*Exercise details:* Render every line of the rows below as a JSON list of strings, one string per line, skipping blank lines. Leave the pictures out of the list.

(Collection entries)
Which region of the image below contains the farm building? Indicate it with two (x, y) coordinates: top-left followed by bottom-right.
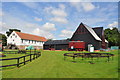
(0, 40), (2, 50)
(7, 31), (47, 49)
(44, 23), (108, 50)
(44, 40), (69, 50)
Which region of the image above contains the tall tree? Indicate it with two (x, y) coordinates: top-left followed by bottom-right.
(104, 27), (120, 47)
(6, 29), (21, 37)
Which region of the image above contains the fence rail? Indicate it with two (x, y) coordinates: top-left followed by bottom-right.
(0, 52), (41, 68)
(2, 50), (37, 54)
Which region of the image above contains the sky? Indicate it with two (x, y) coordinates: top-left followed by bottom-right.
(0, 2), (118, 39)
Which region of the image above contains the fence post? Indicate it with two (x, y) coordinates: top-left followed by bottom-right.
(23, 56), (25, 65)
(33, 54), (35, 59)
(17, 58), (19, 67)
(30, 54), (32, 62)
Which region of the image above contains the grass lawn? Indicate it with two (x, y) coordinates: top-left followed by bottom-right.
(2, 51), (118, 78)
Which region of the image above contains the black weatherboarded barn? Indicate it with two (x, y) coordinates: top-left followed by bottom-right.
(44, 23), (108, 50)
(70, 23), (107, 50)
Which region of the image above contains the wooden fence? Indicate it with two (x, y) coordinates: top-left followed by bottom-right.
(0, 52), (41, 68)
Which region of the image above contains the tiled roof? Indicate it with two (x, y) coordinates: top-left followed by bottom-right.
(16, 32), (47, 42)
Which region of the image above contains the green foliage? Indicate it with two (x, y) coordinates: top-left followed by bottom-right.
(6, 29), (21, 36)
(2, 51), (118, 78)
(104, 28), (120, 47)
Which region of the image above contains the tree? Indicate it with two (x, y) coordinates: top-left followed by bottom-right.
(104, 27), (120, 47)
(6, 29), (21, 37)
(2, 35), (7, 46)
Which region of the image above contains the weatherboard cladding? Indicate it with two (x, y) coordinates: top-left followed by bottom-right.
(83, 24), (102, 41)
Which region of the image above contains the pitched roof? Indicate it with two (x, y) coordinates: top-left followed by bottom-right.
(15, 32), (47, 41)
(45, 40), (69, 45)
(83, 24), (102, 41)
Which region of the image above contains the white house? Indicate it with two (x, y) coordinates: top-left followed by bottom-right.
(7, 31), (47, 49)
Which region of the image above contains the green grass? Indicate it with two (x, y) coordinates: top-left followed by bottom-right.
(2, 51), (118, 78)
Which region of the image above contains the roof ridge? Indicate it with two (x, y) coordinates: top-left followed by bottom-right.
(83, 24), (102, 41)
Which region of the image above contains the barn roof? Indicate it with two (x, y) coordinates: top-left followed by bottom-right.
(15, 32), (47, 41)
(44, 40), (69, 45)
(83, 24), (102, 41)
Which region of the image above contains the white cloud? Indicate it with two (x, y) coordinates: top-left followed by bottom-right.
(59, 30), (73, 38)
(50, 17), (68, 23)
(70, 2), (95, 12)
(0, 11), (4, 16)
(51, 9), (67, 17)
(22, 2), (39, 9)
(34, 17), (42, 21)
(108, 21), (118, 29)
(81, 2), (95, 11)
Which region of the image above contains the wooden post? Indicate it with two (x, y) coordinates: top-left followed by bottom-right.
(17, 58), (19, 67)
(30, 49), (31, 54)
(33, 54), (35, 59)
(23, 56), (25, 65)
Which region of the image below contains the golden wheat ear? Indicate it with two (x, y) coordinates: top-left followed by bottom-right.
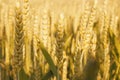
(12, 2), (24, 80)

*Task answer:*
[
  "Which region of the image below contains the farm building? Indicate it with two (x, y) coordinates: top-left followed by bottom-right.",
  "(0, 40), (2, 50)",
  "(7, 31), (47, 49)",
  "(44, 23), (108, 50)",
  "(44, 40), (69, 50)",
  "Which region of the image above contains the tall tree? Indicate it with two (x, y) coordinates: top-left followed by bottom-right.",
  "(104, 27), (120, 47)",
  "(6, 29), (21, 37)",
  "Which region of the image above contains the fence rail? Indicate it with two (x, y) coordinates: top-left followed by bottom-right.",
  "(0, 52), (41, 68)",
  "(2, 50), (37, 54)",
  "Which region of the image above contains the sky? Indicate it with two (x, y) coordinates: top-left followed by bottom-right.",
  "(0, 2), (118, 39)",
  "Which region of the image above contains the fence post? Indicate it with two (x, y) coordinates: top-left followed by bottom-right.",
  "(23, 56), (25, 65)",
  "(33, 54), (35, 59)",
  "(17, 58), (19, 67)",
  "(30, 54), (32, 62)",
  "Which region of the image above contains the grass lawn? Indicate it with two (x, y) coordinates: top-left followed by bottom-right.",
  "(2, 51), (118, 78)",
  "Which region of the image above contains the black weatherboarded barn? Indicate it with two (x, y) coordinates: top-left followed by bottom-right.",
  "(44, 23), (108, 50)",
  "(70, 23), (107, 50)",
  "Which region of the image above contains the wooden fence? Indicate it with two (x, y) coordinates: top-left followed by bottom-right.",
  "(0, 52), (41, 68)",
  "Which region of the image above contains the tiled roof? Indicate it with two (x, y) coordinates: top-left followed by bottom-right.",
  "(16, 32), (47, 42)",
  "Which region of the image above contains the green foliage? Indicate it with two (x, y) coordinates: top-left followed by bottom-right.",
  "(6, 29), (21, 36)",
  "(2, 51), (118, 78)",
  "(104, 28), (120, 47)",
  "Which region of the image above contains the tree? Indicate it with two (x, y) coordinates: top-left followed by bottom-right.",
  "(104, 27), (120, 47)",
  "(6, 29), (21, 37)",
  "(2, 35), (7, 46)",
  "Which region of the image above contains the weatherboard cladding? Indicate it with two (x, y) coordinates: top-left followed by bottom-right.",
  "(83, 24), (102, 41)",
  "Which region of the image above contains the pitched roof? Indicate it with two (x, y) coordinates: top-left followed by bottom-right.",
  "(15, 32), (47, 41)",
  "(45, 40), (69, 45)",
  "(83, 24), (102, 41)",
  "Which region of the image above contains the white house? Indicate it with two (x, y) coordinates: top-left followed by bottom-right.",
  "(7, 31), (47, 49)",
  "Which region of the image above contains the green grass? Indicate it with two (x, y) coordinates: top-left followed by bottom-right.",
  "(2, 51), (118, 78)",
  "Which region of the image above contains the roof ridge? Indicate it with two (x, y) coordinates: top-left followed by bottom-right.",
  "(83, 24), (102, 41)",
  "Which region of the image above contains the barn roof? Indicate it with two (x, y) coordinates: top-left followed by bottom-right.",
  "(15, 32), (47, 41)",
  "(44, 40), (69, 45)",
  "(83, 24), (102, 41)",
  "Which region of the image above contains the white cloud? Indicate it with two (x, y) coordinates: top-left followed by bottom-right.",
  "(59, 30), (73, 38)",
  "(50, 17), (68, 23)",
  "(70, 2), (95, 12)",
  "(0, 11), (4, 16)",
  "(51, 9), (67, 17)",
  "(22, 2), (39, 9)",
  "(34, 17), (42, 21)",
  "(108, 21), (118, 29)",
  "(81, 2), (95, 11)",
  "Which region of the image above contains the wooden post? Indicate it with two (x, y) coordinates: top-left followed by bottom-right.",
  "(17, 58), (19, 67)",
  "(30, 49), (31, 54)",
  "(33, 54), (35, 59)",
  "(23, 56), (25, 65)",
  "Which region of the image below contains the golden wheat ear? Indicate it with two (x, y) coordinates: top-left followed by bottom-right.",
  "(12, 2), (24, 80)"
]